» **TASK**
Reproduce the data from the line with "Given the photograph below" up to and including the line with "153], [53, 161]]", copying every line unchanged. Leave out any pictures.

» **SUPPLIED DATA**
- - - - - - -
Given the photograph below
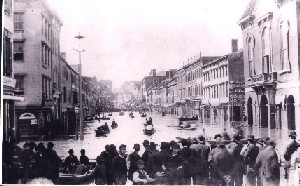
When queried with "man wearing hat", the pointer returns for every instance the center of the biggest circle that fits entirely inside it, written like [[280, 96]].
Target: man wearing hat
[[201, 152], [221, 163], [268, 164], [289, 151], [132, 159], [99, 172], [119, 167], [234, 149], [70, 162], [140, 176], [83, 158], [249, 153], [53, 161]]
- - - - - - -
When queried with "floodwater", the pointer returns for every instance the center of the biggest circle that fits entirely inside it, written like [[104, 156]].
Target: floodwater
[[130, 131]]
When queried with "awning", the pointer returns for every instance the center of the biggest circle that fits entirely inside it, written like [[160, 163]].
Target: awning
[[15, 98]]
- - - - - - -
» **SOLUTION TO THIS EXERCISE**
Given the photograph below
When queried with "man wearing hat", the pointer returns for every instance the center of the biggest circle that fits entirely inside it, written like [[280, 96]].
Target: man wearing hat
[[201, 152], [221, 163], [268, 164], [289, 151], [132, 159], [99, 172], [119, 167], [234, 149], [70, 162], [140, 176], [83, 158], [249, 153], [53, 161]]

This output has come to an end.